Items from a dataset
+--

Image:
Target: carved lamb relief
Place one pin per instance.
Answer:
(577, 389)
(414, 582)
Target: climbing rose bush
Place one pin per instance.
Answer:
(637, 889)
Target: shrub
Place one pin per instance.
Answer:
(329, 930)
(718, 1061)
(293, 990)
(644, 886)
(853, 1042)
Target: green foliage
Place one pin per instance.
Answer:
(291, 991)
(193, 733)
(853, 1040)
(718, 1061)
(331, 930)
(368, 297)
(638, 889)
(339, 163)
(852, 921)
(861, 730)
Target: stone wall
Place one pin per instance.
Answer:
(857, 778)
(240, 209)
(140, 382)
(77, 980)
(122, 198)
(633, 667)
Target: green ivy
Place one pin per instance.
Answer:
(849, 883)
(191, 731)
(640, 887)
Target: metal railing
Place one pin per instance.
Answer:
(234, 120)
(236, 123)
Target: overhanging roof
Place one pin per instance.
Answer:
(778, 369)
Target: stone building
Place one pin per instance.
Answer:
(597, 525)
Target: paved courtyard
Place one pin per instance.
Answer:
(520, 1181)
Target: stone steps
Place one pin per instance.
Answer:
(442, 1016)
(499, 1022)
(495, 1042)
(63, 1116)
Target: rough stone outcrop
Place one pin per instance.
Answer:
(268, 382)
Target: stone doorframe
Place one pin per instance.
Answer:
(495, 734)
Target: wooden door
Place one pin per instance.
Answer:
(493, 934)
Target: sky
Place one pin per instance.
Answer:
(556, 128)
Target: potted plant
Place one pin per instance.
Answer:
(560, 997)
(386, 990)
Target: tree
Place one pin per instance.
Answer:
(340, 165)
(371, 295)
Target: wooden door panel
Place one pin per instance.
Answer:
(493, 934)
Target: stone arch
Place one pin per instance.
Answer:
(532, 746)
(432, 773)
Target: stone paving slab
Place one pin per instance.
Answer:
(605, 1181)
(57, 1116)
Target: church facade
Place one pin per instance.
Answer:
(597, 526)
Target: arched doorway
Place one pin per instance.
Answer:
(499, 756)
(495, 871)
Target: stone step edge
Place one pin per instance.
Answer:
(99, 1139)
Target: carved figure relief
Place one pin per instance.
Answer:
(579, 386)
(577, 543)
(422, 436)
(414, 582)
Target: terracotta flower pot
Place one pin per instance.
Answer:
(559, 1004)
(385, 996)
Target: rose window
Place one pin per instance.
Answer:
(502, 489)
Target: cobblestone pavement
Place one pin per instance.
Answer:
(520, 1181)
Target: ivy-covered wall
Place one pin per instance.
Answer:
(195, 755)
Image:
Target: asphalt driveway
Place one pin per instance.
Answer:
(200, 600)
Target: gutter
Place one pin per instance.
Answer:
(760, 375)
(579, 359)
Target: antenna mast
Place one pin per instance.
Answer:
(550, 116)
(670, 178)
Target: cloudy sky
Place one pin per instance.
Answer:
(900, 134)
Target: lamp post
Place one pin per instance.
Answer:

+--

> [What needs to be done]: Retype all of the data shown above, word for word.

> [The answer]:
Image:
Target: carved lamb relief
Place one pin per instance.
Answer:
(577, 389)
(414, 582)
Target: climbing rose bush
Place one pin per instance.
Answer:
(637, 889)
Target: shrub
Place one pin per instance.
Answer:
(329, 930)
(718, 1061)
(293, 990)
(644, 886)
(853, 1042)
Target: green foliage
Place one pin per instance.
Answer:
(291, 991)
(193, 733)
(853, 1040)
(718, 1061)
(331, 930)
(368, 297)
(638, 889)
(339, 163)
(852, 921)
(861, 730)
Target: stone wall
Place one pin per instance.
Answer:
(857, 778)
(240, 209)
(140, 382)
(77, 980)
(122, 198)
(633, 667)
Target: green ivy
Place one pin per instance.
Answer:
(849, 883)
(191, 731)
(640, 887)
Target: metal railing
Place one pin per instance.
Answer:
(234, 120)
(236, 123)
Target: overhanging roof
Place one pin per instance.
Answer:
(778, 369)
Target: stone building
Place one pin per instance.
Answer:
(597, 525)
Target: paved courtyard
Place one pin per instance.
Answer:
(520, 1181)
Target: stone steps
Place one pin per instance.
Answer:
(442, 1016)
(499, 1022)
(495, 1042)
(63, 1116)
Target: rough stone outcrop
Place one pin per instance.
Answer:
(268, 382)
Target: stone doorframe
Place one pin per instance.
Answer:
(495, 734)
Target: wooden door
Place one pin per instance.
Answer:
(493, 934)
Target: sky
Place one pin per instance.
Answer:
(556, 128)
Target: potted plant
Place one pin per instance.
Answer:
(560, 997)
(386, 990)
Target: tree
Place one pin per instance.
Answer:
(340, 165)
(371, 295)
Target: wooden door panel
Place one pin per instance.
Answer:
(493, 934)
Target: stone arch
Place one pin per instance.
Answer:
(532, 746)
(432, 773)
Target: stone paving slab
Place one pin per instance.
Answer:
(605, 1181)
(57, 1116)
Target: church facade
Place one pin per instance.
Answer:
(597, 526)
Target: arched doorway
Place one pin per instance.
Answer:
(499, 756)
(495, 871)
Target: stone step edge
Place one pin per instance.
Answer:
(99, 1139)
Target: carved figure relief
Place one pin per instance.
Answer:
(579, 386)
(577, 543)
(422, 436)
(414, 582)
Target: terracotta flower pot
Place one pin per instance.
Answer:
(559, 1004)
(385, 996)
Target: rose window
Place one pin per instance.
Answer:
(502, 489)
Target: cobblestone pavement
Place one pin per instance.
Answer:
(520, 1181)
Target: ivy-covered wall
Place one pin per instance.
Answer:
(195, 755)
Image:
Target: asphalt driveway
Place one pin per instance.
Answer:
(200, 600)
Target: gutter
Place one pin per instance.
Answer:
(760, 375)
(579, 359)
Target: antenna mast
Place one pin per instance.
Answer:
(550, 116)
(670, 178)
Target: cloudy sky
Place one pin per instance.
Answer:
(900, 134)
Target: lamp post
Place one pin per instance.
Answer:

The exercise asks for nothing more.